■ 課題と練習:
1. 本文について、次の問いに答えよ。
(a) 井伊直弼が暗殺された日付と場所はどこか。
(b) 赤穂浪士による吉良邸襲撃事件で騒ぎを起こした武士は何名か。
(c) 跡継ぎとして幕府に届け出られたのは誰か。
2. 本文の「この時点で、井伊直弼は」で始まる段落を、主な事実を残して箇条書きに書き改めよ。
3. 本文の一部を、「2010年03月30日 | 何の日?」を含む語句から始め、「こうなって困るのは、幕府そのものでした。」で終えて書き出せ。その際、「取り潰し」を「改易」に置き換えること。

■ 本文抜粋:
* * *
彦根の歴史ブログ(『どんつき瓦版』記者ブログ)

2007年彦根城は築城400年祭を開催し無事に終了しました。
これを機に滋賀県や彦根市周辺を再発見します。

150年前:井伊直弼の喪を発する(閏3月晦日)

2010年03月30日 | 何の日?
安政7年(1860)3月3日に桜田門外で暗殺された井伊直弼でしたが、その死を公に発表すれば、江戸城の門前で幕府の最高責任者が暴徒の手に掛かって没した事実を天下に知らしめることとなり、それは幕府の権威失墜をも暗示しかねないモノでした。

また、井伊家は直弼の跡継ぎを決めていなかったので、このままでは彦根藩取り潰しになる可能性も濃厚だったのです。

もし、彦根藩が取り潰しになれば、水戸藩をそのままにする訳にも行かなくなり、最悪の場合は譜代大名筆頭と御三家の大きな2藩を潰す可能性も浮上したのでした。
こうなって困るのは、幕府そのものでした。
元禄15年(1702)に起こった赤穂浪士による吉良邸襲撃事件は、たった5万3千石の大名家でありながら47名の武士が江戸城下で騒ぎを起こした訳ですから、彦根藩になればその約7倍。単純に見積もると350名近い彦根藩士が水戸藩相手に騒ぎを起こす可能性があったのです。
これに水戸藩取り潰しともなれば、倍の700名が江戸市中で常に斬り合いを行うかもしれませんでした。

このような危惧を抱いた幕閣は、江戸に居た彦根藩家老・岡本半介に藩内の鎮静化と直弼の次男・愛麿を跡継ぎにする届け出を幕府に提出させました、3月10日の事でした。

この時点で、井伊直弼は怪我をしたものの存命しているという扱いになっていて、将軍家茂からの見舞の使者が彦根藩上屋敷に出向いたりもしたのです。
また、水戸藩からも見舞品を届ける使者がやってきた為に、藩邸では藩士たちに殺気が漲ったとも伝えられています。


そして萬延元年(1860年・3月18日に改元)3月晦日(この月は大の月なので30日)、幕府から井伊直弼の大老職が免じられました。
* * *
■ 提供データ:
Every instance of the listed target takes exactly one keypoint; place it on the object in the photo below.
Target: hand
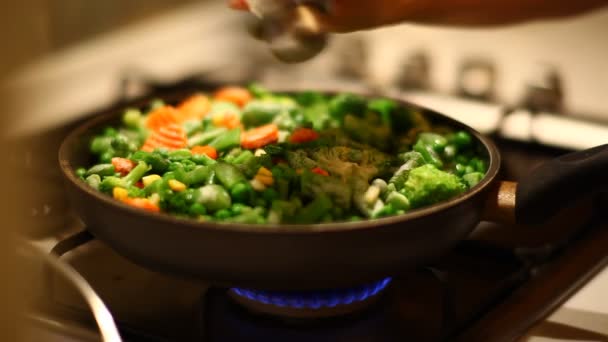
(355, 15)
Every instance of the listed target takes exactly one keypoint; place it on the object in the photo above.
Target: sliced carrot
(142, 203)
(171, 136)
(236, 95)
(209, 151)
(260, 136)
(320, 171)
(302, 135)
(228, 120)
(194, 108)
(122, 165)
(161, 117)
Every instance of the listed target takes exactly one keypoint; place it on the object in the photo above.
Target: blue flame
(316, 299)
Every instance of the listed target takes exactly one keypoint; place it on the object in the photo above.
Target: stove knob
(544, 91)
(351, 58)
(476, 80)
(415, 72)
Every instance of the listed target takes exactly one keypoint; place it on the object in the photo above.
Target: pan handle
(553, 186)
(561, 182)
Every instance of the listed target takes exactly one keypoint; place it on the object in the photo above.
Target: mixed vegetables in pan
(247, 155)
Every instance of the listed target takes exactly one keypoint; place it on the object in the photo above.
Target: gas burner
(313, 304)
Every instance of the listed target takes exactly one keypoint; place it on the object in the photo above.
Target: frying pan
(328, 255)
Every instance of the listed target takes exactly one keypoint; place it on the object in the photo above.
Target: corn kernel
(150, 179)
(120, 193)
(218, 119)
(257, 185)
(372, 194)
(176, 185)
(268, 181)
(154, 199)
(259, 152)
(264, 172)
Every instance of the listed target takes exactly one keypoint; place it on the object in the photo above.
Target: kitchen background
(542, 83)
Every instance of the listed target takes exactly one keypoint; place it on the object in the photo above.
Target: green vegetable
(101, 170)
(159, 164)
(203, 159)
(428, 153)
(242, 192)
(204, 138)
(227, 140)
(228, 174)
(214, 197)
(347, 104)
(81, 172)
(372, 159)
(398, 201)
(94, 181)
(427, 185)
(471, 179)
(195, 177)
(260, 112)
(197, 209)
(179, 155)
(462, 140)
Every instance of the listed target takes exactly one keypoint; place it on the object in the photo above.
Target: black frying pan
(332, 255)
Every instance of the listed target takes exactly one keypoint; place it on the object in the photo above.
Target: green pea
(223, 214)
(241, 192)
(239, 208)
(132, 118)
(81, 172)
(197, 209)
(110, 132)
(106, 157)
(462, 139)
(260, 202)
(450, 152)
(270, 194)
(460, 169)
(277, 172)
(102, 170)
(179, 155)
(169, 175)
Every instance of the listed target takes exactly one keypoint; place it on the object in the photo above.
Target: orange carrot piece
(302, 135)
(260, 136)
(228, 120)
(236, 95)
(142, 203)
(123, 165)
(161, 117)
(194, 108)
(209, 151)
(171, 136)
(320, 171)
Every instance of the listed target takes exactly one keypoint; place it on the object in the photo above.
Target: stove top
(493, 286)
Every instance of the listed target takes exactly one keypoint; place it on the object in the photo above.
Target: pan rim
(68, 172)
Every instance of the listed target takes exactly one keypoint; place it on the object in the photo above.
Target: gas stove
(492, 287)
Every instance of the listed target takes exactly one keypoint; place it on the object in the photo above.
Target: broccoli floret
(368, 132)
(471, 179)
(428, 185)
(411, 160)
(343, 104)
(338, 190)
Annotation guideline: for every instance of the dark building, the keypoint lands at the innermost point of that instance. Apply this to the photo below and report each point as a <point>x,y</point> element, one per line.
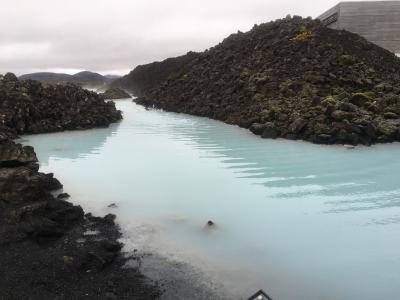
<point>377,21</point>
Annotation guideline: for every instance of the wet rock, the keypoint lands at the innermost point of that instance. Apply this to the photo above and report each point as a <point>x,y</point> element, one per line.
<point>114,93</point>
<point>109,219</point>
<point>63,196</point>
<point>270,132</point>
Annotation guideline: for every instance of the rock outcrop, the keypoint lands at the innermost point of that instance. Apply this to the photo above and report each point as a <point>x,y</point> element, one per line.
<point>45,253</point>
<point>291,78</point>
<point>114,93</point>
<point>29,107</point>
<point>147,77</point>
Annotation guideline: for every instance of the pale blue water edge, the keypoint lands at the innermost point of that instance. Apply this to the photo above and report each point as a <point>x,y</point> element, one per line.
<point>301,221</point>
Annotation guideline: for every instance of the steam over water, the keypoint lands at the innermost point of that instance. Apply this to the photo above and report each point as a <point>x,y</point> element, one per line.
<point>300,221</point>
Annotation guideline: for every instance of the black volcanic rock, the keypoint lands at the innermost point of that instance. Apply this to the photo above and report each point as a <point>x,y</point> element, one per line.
<point>29,107</point>
<point>114,93</point>
<point>291,78</point>
<point>146,77</point>
<point>45,253</point>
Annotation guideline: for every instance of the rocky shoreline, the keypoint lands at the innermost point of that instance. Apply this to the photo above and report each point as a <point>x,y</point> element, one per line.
<point>47,246</point>
<point>291,78</point>
<point>114,93</point>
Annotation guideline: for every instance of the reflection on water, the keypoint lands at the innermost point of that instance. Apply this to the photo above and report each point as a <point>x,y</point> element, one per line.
<point>70,144</point>
<point>301,221</point>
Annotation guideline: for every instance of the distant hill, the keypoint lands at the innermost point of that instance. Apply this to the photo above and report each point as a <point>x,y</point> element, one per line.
<point>146,77</point>
<point>291,78</point>
<point>82,78</point>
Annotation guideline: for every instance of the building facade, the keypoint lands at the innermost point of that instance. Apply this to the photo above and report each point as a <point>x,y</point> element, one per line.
<point>377,21</point>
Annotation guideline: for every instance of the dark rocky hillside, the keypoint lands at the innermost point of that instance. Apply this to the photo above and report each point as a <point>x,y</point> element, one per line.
<point>44,251</point>
<point>29,107</point>
<point>146,77</point>
<point>291,78</point>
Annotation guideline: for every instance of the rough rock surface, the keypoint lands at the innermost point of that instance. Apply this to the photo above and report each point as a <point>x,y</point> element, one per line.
<point>291,78</point>
<point>146,77</point>
<point>29,107</point>
<point>44,251</point>
<point>114,93</point>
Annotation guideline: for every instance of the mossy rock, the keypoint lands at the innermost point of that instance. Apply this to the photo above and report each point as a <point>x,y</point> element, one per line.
<point>391,115</point>
<point>361,99</point>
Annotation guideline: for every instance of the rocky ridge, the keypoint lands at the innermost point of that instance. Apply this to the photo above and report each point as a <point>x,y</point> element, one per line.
<point>114,93</point>
<point>291,78</point>
<point>44,249</point>
<point>146,77</point>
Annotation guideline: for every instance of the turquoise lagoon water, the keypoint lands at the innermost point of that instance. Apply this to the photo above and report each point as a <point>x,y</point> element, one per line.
<point>300,221</point>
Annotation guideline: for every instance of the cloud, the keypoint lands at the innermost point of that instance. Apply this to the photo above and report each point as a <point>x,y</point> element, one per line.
<point>116,35</point>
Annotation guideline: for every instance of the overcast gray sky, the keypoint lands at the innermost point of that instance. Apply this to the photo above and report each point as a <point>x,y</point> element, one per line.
<point>113,36</point>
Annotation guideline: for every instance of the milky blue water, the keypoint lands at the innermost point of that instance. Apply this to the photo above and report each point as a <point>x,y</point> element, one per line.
<point>301,221</point>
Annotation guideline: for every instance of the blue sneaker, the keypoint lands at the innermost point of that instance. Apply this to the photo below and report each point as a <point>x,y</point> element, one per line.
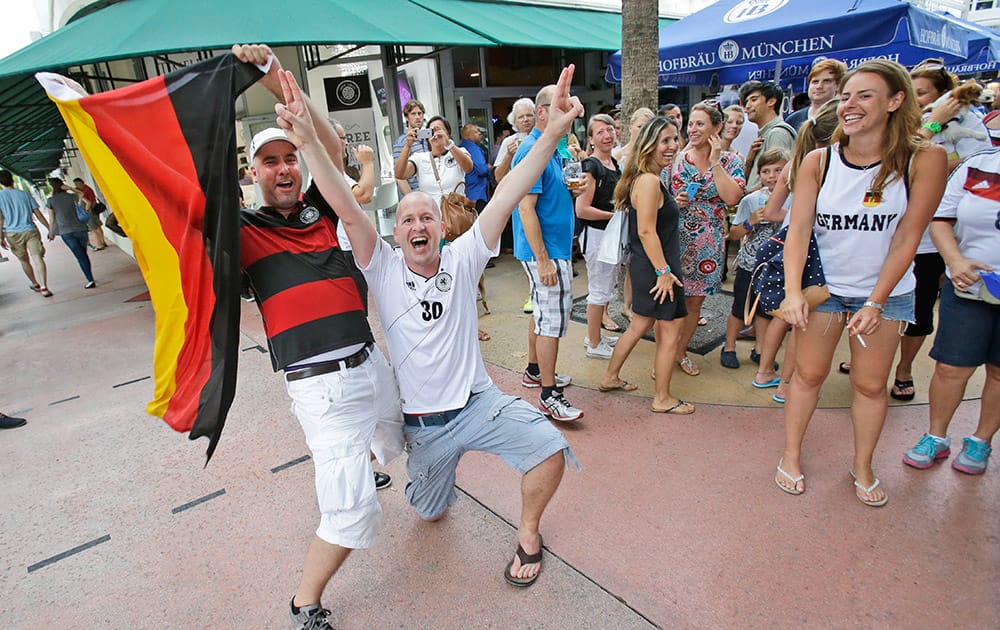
<point>927,451</point>
<point>974,457</point>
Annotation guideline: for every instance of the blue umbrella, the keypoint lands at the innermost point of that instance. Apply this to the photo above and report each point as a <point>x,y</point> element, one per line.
<point>739,40</point>
<point>984,49</point>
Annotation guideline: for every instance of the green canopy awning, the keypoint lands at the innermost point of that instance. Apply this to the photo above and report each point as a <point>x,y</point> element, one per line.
<point>512,24</point>
<point>139,28</point>
<point>31,129</point>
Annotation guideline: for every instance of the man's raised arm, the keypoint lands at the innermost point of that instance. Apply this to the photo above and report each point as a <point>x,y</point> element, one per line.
<point>295,118</point>
<point>562,112</point>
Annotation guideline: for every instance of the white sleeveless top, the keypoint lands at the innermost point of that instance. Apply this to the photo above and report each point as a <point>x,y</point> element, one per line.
<point>854,233</point>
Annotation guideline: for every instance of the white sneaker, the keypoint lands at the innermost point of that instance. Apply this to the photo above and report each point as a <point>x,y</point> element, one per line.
<point>602,351</point>
<point>608,339</point>
<point>558,408</point>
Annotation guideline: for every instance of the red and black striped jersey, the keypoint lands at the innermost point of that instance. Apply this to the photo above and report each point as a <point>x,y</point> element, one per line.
<point>302,281</point>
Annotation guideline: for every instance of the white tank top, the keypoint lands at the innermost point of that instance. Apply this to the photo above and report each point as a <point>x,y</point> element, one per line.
<point>854,228</point>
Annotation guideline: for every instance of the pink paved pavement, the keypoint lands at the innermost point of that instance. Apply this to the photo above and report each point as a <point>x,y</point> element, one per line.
<point>673,522</point>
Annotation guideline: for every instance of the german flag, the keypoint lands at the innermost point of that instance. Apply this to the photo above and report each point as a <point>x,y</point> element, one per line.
<point>164,154</point>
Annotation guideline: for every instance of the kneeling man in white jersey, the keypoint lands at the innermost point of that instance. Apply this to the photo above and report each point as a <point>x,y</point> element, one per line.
<point>426,299</point>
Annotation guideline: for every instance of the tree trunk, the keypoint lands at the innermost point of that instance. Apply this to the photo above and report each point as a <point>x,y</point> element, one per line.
<point>640,57</point>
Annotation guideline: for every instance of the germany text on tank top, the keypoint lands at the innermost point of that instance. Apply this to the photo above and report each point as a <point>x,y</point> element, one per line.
<point>854,227</point>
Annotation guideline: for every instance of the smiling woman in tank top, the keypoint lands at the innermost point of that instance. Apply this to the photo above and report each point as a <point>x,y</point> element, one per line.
<point>868,200</point>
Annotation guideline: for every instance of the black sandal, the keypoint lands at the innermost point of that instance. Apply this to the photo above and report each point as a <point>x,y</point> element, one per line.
<point>525,558</point>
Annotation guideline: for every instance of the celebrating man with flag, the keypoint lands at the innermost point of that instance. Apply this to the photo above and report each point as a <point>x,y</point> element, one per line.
<point>342,388</point>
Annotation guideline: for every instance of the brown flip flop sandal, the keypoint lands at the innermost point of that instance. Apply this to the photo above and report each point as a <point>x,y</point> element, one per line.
<point>673,410</point>
<point>624,386</point>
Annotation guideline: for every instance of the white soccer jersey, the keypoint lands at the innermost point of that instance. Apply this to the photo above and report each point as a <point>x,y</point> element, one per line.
<point>431,325</point>
<point>854,230</point>
<point>972,198</point>
<point>958,149</point>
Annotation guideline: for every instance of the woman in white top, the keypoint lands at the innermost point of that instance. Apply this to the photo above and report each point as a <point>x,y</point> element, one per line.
<point>439,170</point>
<point>868,206</point>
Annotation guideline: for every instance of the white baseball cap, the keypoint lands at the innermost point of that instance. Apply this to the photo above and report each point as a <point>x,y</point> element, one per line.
<point>263,137</point>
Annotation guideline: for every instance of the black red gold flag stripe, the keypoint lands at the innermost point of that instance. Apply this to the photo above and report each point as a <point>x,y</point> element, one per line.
<point>163,152</point>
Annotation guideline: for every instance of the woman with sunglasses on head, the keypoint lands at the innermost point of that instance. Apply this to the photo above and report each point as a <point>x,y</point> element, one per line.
<point>867,198</point>
<point>706,180</point>
<point>658,294</point>
<point>931,81</point>
<point>736,116</point>
<point>966,230</point>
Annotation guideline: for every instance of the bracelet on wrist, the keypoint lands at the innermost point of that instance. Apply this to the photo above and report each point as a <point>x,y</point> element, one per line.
<point>933,127</point>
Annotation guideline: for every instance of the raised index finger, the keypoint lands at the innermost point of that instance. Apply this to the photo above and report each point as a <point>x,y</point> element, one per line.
<point>289,88</point>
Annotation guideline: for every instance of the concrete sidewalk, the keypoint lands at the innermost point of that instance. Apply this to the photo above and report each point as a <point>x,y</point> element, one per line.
<point>111,521</point>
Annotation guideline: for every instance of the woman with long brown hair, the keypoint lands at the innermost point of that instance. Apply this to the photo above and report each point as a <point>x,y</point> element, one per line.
<point>706,180</point>
<point>657,291</point>
<point>868,199</point>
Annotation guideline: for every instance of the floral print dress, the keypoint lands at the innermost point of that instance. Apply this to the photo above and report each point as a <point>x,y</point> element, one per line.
<point>702,223</point>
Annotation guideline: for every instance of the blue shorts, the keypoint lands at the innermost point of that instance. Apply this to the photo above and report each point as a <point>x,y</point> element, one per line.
<point>491,421</point>
<point>897,308</point>
<point>968,331</point>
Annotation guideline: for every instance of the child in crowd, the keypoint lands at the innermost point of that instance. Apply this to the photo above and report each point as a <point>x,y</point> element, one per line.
<point>750,226</point>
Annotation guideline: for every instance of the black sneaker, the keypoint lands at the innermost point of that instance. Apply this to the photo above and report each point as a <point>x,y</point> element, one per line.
<point>11,422</point>
<point>312,617</point>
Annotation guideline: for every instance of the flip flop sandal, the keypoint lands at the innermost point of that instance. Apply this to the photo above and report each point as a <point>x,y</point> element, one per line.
<point>623,386</point>
<point>772,383</point>
<point>868,491</point>
<point>525,558</point>
<point>673,410</point>
<point>795,481</point>
<point>898,384</point>
<point>688,367</point>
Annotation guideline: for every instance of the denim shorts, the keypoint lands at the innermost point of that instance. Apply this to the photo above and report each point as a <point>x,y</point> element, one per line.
<point>897,308</point>
<point>491,421</point>
<point>968,331</point>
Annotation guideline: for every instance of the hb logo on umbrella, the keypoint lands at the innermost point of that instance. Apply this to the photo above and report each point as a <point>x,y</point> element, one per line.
<point>751,10</point>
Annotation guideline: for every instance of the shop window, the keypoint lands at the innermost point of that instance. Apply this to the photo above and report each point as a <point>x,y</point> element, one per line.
<point>517,66</point>
<point>465,64</point>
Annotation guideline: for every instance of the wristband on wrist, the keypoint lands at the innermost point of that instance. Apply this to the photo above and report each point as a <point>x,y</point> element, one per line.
<point>933,127</point>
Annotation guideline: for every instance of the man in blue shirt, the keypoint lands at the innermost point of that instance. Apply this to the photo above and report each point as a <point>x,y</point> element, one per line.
<point>543,242</point>
<point>477,180</point>
<point>19,234</point>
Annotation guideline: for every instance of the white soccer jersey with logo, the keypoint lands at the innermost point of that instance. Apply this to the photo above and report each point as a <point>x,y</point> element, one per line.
<point>972,198</point>
<point>853,237</point>
<point>431,324</point>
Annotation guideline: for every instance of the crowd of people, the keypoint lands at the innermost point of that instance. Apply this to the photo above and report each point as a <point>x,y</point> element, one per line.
<point>902,205</point>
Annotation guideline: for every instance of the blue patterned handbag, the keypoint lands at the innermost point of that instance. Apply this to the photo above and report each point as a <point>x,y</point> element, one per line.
<point>767,283</point>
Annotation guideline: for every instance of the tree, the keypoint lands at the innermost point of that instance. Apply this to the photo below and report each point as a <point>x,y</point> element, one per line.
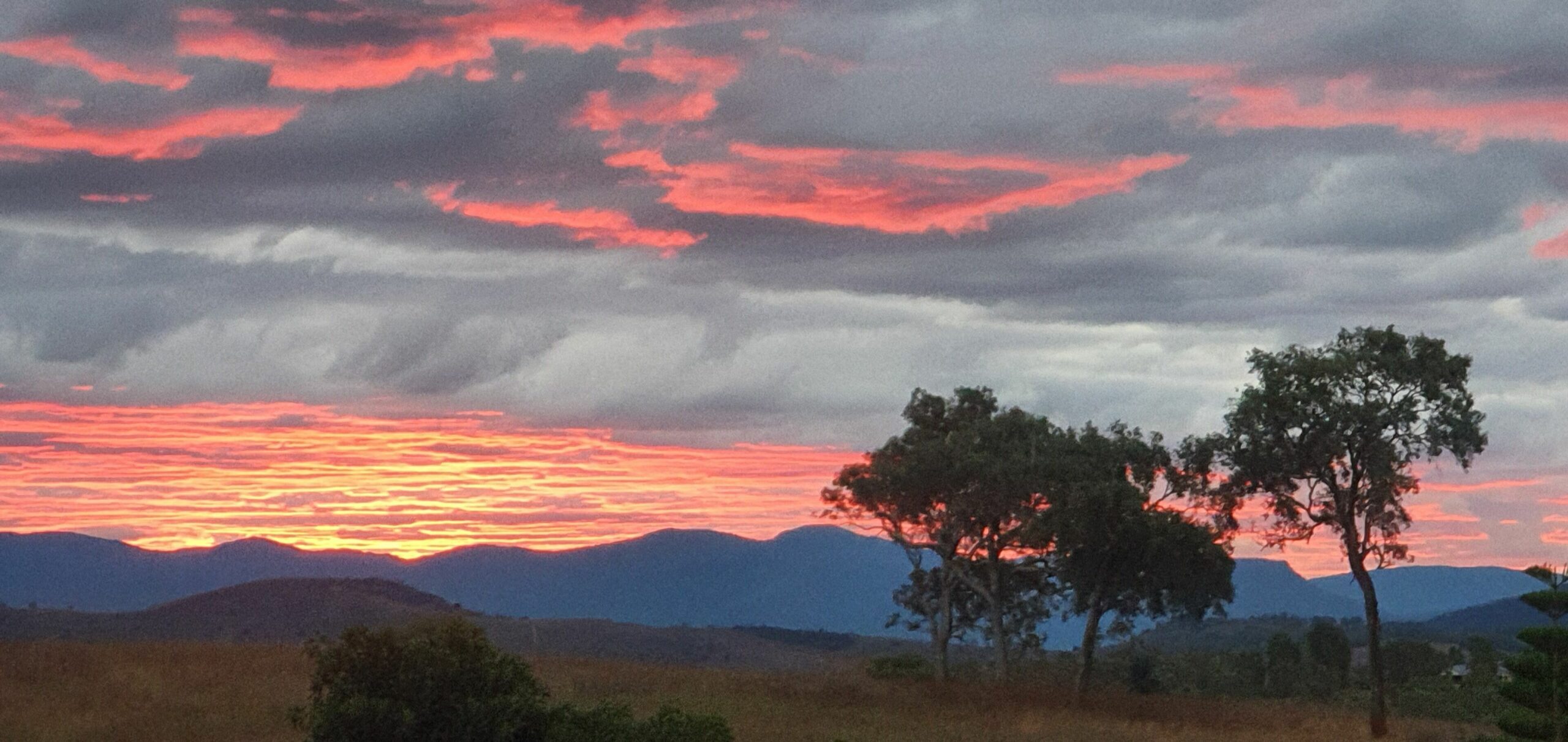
<point>1327,438</point>
<point>1540,675</point>
<point>907,486</point>
<point>438,681</point>
<point>1117,543</point>
<point>1329,651</point>
<point>1482,661</point>
<point>1283,665</point>
<point>960,485</point>
<point>443,681</point>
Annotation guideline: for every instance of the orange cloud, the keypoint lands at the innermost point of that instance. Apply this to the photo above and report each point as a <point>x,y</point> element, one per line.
* * *
■ 最終結果:
1.
(a) 安政7年(1860)3月3日、桜田門外。
(b) 47名。
(c) 直弼の次男・愛麿。

2.
- 井伊直弼は怪我をしたものの、存命しているという扱いになっていた。
- 将軍家茂からの見舞の使者が彦根藩上屋敷に出向いた。
- 水戸藩からも見舞品を届ける使者が来た。
- そのため、藩邸では藩士たちに殺気が漲ったと伝えられている。

3.
2010年03月30日 | 何の日?
安政7年(1860)3月3日に桜田門外で暗殺された井伊直弼でしたが、その死を公に発表すれば、江戸城の門前で幕府の最高責任者が暴徒の手に掛かって没した事実を天下に知らしめることとなり、それは幕府の権威失墜をも暗示しかねないモノでした。

また、井伊家は直弼の跡継ぎを決めていなかったので、このままでは彦根藩改易になる可能性も濃厚だったのです。

もし、彦根藩が改易になれば、水戸藩をそのままにする訳にも行かなくなり、最悪の場合は譜代大名筆頭と御三家の大きな2藩を潰す可能性も浮上したのでした。
こうなって困るのは、幕府そのものでした。